Set the following entries down again exactly, line by line.

═══

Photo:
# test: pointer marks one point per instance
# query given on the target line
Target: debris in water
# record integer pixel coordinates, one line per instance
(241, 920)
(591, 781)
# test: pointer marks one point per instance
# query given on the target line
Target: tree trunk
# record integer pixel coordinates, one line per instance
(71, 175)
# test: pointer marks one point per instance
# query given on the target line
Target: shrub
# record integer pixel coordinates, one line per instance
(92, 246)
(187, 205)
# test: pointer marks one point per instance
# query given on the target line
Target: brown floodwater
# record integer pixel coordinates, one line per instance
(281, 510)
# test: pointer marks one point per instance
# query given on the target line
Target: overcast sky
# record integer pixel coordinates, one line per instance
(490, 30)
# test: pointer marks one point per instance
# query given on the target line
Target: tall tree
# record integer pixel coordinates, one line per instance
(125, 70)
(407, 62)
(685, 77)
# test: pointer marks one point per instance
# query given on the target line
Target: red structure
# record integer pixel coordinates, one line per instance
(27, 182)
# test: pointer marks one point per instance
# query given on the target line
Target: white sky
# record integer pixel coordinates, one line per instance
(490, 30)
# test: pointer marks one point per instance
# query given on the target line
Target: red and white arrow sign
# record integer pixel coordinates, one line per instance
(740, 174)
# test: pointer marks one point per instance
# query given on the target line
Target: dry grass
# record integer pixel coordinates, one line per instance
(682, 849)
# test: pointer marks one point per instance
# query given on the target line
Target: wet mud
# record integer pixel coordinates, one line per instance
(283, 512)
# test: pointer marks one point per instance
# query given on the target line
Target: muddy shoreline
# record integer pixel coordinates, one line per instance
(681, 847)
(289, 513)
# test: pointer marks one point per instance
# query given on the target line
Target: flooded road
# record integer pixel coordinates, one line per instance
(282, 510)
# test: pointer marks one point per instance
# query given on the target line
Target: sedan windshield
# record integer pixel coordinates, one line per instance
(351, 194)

═══

- **Answer to the task**:
Photo:
# test: pointer marks one point per instance
# query given on the target line
Target: debris in water
# record integer pixel coordinates, one line per instance
(241, 920)
(591, 781)
# test: pointer marks one point per instance
# query given on the target line
Target: tree trunk
# record integer pixel coordinates, one line per instance
(71, 175)
# test: pointer marks one point per instance
# query given on the target line
Target: shrub
# record integer pixel coordinates, one line per instance
(92, 246)
(187, 205)
# test: pointer marks one point per instance
# query given on the target line
Target: brown floodwater
# record integer pixel coordinates, one line per instance
(281, 510)
# test: pointer marks one point per instance
# query given on the target line
Target: overcast sky
# record integer pixel coordinates, one line per instance
(490, 30)
# test: pointer marks one point per instance
# query given on the target line
Target: tall tree
# record integer pixel coordinates, one line per instance
(125, 70)
(407, 62)
(685, 77)
# test: pointer marks one point per instance
# query given on the target line
Target: red structure
# record integer pixel coordinates, one line per instance
(27, 182)
# test: pointer marks one point per instance
# query given on the target line
Target: white sky
# record integer pixel coordinates, one line per instance
(490, 30)
# test: pointer marks one point per instance
# query given on the target line
Target: red and white arrow sign
# record integer pixel coordinates, one line per instance
(740, 174)
# test: pointer marks one point per instance
# query given on the target line
Target: dry grass
# record integer pixel coordinates, one line per instance
(682, 849)
# test: pointer marks one point per instance
# query given on the target line
Target: wet mud
# record integer pixel coordinates, one line per instance
(283, 512)
# test: pointer marks one point per instance
# query given on the target line
Target: muddy shoreline
# record integer pixel coordinates, one line per instance
(681, 847)
(289, 513)
# test: pointer marks one point per instance
# query given on the target line
Target: flooded road
# record integer pixel coordinates, one line per instance
(282, 510)
# test: pointer marks one point per instance
# query given on the target line
Target: sedan windshield
# record integer pixel coordinates, one line per instance
(351, 194)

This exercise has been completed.